(Excerpt provided):

########

Skip to content

Latest commit

 

History

History
271 lines (168 loc) · 7.77 KB

moleculenet.rst

File metadata and controls

271 lines (168 loc) · 7.77 KB

MoleculeNet

The DeepChem library is packaged alongside the MoleculeNet suite of datasets. One of the most important parts of machine learning applications is finding a suitable dataset. The MoleculeNet suite has curated a whole range of datasets and loaded them into DeepChem dc.data.Dataset objects for convenience.

Contributing a new dataset to MoleculeNet

If you are proposing a new dataset to be included in the MoleculeNet benchmarking suite, please follow the instructions below. Please review the datasets already available in MolNet before contributing.

  1. Read the Contribution guidelines.
  2. Open an issue to discuss the dataset you want to add to MolNet.
  3. Write a DatasetLoader class that inherits from deepchem.molnet.load_function.molnet_loader._MolnetLoader and implements a create_dataset method. See the _QM9Loader for a simple example.
  4. Write a load_dataset function that documents the dataset and add your load function to deepchem.molnet.__init__.py for easy importing.
  5. Prepare your dataset as a .tar.gz or .zip file. Accepted filetypes include CSV, JSON, and SDF.

########

(Information shown):
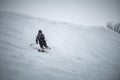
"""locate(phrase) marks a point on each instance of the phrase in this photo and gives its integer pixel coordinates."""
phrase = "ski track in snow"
(77, 52)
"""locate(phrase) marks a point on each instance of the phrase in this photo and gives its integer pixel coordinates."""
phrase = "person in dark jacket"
(41, 39)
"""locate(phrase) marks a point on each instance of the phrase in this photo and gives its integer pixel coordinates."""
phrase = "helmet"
(40, 31)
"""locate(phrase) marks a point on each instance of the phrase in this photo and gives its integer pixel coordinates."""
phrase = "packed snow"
(77, 52)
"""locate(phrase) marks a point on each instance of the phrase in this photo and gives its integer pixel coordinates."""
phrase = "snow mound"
(77, 52)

########

(Objective):
Reproduce the MoleculeNet documentation page above in full, word for word.

(Response):
Skip to content

Latest commit

 

History

History
271 lines (168 loc) · 7.77 KB

moleculenet.rst

File metadata and controls

271 lines (168 loc) · 7.77 KB

MoleculeNet

The DeepChem library is packaged alongside the MoleculeNet suite of datasets. One of the most important parts of machine learning applications is finding a suitable dataset. The MoleculeNet suite has curated a whole range of datasets and loaded them into DeepChem dc.data.Dataset objects for convenience.

Contributing a new dataset to MoleculeNet

If you are proposing a new dataset to be included in the MoleculeNet benchmarking suite, please follow the instructions below. Please review the datasets already available in MolNet before contributing.

  1. Read the Contribution guidelines.
  2. Open an issue to discuss the dataset you want to add to MolNet.
  3. Write a DatasetLoader class that inherits from deepchem.molnet.load_function.molnet_loader._MolnetLoader and implements a create_dataset method. See the _QM9Loader for a simple example.
  4. Write a load_dataset function that documents the dataset and add your load function to deepchem.molnet.__init__.py for easy importing.
  5. Prepare your dataset as a .tar.gz or .zip file. Accepted filetypes include CSV, JSON, and SDF.